Your goal
Your task is to reproduce exactly the lines from the line with "Can you find the white gable" through the end of the records below.
== Source material ==
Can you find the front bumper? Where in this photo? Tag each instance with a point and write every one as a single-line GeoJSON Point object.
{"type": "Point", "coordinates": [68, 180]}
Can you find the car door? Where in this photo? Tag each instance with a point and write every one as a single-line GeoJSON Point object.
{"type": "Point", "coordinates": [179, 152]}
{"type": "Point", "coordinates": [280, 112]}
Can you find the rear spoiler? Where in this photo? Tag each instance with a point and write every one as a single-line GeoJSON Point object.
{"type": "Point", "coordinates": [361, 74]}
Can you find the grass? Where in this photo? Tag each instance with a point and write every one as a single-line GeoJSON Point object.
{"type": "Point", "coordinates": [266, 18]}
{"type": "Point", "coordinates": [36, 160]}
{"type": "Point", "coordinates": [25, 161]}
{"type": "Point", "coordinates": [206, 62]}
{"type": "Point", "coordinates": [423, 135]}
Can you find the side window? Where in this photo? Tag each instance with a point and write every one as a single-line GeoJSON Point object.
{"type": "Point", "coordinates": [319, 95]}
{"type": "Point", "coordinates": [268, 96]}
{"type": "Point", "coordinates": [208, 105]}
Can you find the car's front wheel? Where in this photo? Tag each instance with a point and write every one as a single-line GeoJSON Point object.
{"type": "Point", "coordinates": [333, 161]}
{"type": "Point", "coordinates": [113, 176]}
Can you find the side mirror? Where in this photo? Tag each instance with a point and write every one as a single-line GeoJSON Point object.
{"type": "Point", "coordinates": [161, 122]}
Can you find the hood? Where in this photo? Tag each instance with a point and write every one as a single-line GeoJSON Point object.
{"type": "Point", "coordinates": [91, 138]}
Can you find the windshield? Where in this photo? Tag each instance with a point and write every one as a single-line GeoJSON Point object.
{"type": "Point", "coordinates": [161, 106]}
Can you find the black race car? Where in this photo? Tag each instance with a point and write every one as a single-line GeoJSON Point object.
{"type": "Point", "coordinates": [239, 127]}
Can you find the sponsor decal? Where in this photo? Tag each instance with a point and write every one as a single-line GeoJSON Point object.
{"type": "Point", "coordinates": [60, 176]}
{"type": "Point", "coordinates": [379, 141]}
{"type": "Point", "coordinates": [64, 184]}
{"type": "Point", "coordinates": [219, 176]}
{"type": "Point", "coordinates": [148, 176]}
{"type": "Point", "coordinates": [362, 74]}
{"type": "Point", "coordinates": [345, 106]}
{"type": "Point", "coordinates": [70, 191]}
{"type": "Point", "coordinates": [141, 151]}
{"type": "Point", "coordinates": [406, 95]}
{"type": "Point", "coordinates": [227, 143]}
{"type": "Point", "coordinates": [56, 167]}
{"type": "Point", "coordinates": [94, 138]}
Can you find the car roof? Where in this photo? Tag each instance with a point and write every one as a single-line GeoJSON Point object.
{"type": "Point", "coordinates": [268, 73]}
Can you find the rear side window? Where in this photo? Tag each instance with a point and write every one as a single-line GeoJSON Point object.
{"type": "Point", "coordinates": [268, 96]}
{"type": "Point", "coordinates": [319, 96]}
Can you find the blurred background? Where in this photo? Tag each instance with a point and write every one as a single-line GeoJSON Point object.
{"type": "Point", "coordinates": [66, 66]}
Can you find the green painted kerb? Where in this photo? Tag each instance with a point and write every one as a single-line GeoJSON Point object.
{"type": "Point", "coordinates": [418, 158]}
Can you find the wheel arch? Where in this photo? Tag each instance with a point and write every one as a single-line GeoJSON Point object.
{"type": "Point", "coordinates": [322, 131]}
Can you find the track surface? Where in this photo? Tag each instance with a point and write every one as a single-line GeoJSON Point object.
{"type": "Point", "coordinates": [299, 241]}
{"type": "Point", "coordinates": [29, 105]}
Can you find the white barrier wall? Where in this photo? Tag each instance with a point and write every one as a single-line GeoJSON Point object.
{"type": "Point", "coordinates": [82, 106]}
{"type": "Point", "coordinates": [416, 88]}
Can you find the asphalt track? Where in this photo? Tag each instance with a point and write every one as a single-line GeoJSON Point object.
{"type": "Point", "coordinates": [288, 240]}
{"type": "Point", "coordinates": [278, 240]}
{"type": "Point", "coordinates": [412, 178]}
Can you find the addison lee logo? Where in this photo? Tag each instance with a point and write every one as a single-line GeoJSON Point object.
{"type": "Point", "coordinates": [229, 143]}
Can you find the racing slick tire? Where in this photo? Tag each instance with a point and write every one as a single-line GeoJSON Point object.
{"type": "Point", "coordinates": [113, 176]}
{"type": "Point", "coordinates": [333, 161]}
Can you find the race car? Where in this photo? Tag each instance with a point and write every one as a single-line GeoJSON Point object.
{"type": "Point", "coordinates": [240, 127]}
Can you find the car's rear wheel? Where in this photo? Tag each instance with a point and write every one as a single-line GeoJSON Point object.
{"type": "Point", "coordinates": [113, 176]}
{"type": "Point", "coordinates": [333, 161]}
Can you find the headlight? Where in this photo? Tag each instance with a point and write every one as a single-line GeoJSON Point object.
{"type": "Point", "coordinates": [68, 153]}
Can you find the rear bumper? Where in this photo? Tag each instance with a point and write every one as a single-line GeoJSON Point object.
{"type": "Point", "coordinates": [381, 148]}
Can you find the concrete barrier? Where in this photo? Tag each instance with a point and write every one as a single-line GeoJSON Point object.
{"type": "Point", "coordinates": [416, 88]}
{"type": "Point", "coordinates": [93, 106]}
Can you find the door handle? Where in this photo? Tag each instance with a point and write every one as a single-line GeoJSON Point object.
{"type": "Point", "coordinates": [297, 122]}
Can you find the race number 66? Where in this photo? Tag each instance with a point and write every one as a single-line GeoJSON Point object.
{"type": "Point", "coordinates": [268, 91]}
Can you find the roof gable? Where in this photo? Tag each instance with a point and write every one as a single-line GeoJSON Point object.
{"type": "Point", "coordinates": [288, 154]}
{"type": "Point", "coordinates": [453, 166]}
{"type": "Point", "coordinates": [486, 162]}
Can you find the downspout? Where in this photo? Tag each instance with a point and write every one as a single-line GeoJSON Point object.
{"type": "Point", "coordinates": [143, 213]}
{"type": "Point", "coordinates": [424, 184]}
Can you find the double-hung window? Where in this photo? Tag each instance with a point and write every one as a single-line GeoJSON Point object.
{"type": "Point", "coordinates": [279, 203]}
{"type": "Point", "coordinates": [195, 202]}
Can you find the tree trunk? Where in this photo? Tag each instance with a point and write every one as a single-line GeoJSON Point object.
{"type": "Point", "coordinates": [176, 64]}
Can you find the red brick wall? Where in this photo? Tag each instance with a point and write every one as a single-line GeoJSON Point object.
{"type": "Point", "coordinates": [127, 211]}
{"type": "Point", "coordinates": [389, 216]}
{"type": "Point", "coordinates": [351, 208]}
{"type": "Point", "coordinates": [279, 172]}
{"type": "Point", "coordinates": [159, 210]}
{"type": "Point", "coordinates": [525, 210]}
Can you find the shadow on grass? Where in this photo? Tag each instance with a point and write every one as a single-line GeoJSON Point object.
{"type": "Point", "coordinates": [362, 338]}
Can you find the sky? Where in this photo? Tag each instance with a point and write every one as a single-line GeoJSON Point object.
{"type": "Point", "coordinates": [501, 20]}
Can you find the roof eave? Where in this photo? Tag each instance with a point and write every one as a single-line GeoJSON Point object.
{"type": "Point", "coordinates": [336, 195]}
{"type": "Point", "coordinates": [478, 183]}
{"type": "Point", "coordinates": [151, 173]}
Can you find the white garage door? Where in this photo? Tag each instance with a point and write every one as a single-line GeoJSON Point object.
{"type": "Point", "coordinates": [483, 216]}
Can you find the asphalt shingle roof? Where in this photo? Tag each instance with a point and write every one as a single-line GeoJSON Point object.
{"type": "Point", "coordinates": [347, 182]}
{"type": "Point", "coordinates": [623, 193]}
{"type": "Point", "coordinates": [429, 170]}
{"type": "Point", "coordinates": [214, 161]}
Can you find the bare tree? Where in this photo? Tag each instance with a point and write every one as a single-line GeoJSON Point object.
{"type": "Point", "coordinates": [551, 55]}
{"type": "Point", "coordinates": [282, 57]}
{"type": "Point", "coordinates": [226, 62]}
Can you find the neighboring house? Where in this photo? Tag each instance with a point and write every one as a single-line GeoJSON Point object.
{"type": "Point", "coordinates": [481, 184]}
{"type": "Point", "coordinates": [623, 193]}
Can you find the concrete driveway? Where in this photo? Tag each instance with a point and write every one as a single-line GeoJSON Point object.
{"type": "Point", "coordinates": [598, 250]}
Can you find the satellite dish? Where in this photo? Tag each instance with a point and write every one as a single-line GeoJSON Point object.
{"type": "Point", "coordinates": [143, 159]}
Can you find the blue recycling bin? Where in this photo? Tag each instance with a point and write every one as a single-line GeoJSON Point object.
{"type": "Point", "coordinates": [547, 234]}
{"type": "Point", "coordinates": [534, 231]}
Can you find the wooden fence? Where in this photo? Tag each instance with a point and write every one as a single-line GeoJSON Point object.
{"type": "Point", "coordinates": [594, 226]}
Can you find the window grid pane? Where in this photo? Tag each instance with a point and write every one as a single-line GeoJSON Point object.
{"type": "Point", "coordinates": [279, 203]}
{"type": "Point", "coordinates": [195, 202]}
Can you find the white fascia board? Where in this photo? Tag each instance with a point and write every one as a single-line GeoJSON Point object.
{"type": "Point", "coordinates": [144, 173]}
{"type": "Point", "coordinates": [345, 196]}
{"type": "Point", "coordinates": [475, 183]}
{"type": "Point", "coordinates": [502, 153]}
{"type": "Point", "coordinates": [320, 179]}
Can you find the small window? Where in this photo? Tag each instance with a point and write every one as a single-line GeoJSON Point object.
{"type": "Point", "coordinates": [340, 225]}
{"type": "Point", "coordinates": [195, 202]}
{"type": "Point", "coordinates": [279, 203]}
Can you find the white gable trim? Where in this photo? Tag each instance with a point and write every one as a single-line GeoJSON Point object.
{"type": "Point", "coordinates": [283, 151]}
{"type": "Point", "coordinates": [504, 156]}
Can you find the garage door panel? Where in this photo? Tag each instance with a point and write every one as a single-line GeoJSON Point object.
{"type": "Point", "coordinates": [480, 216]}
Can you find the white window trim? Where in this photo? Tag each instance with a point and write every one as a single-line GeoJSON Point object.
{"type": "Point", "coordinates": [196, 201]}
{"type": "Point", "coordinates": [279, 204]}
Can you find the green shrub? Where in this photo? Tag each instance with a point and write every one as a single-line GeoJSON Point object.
===
Completed task
Can you find the white gable trim? Where in this photo? Tag each instance with a point and write every one as a single-line GeoJSON Point object.
{"type": "Point", "coordinates": [283, 151]}
{"type": "Point", "coordinates": [504, 156]}
Can you find the garage door panel? Where in this photo? Tag each instance with a point and write every one as a single-line GeoJSON Point object.
{"type": "Point", "coordinates": [480, 216]}
Can you find the white window trim? Where in this photo? Tag each instance with a point and write every one as a single-line GeoJSON Point object.
{"type": "Point", "coordinates": [196, 201]}
{"type": "Point", "coordinates": [279, 204]}
Can you find the green shrub? Where in this photo? Tag each instance with a point and write every one as a single-line GeoJSON Point object.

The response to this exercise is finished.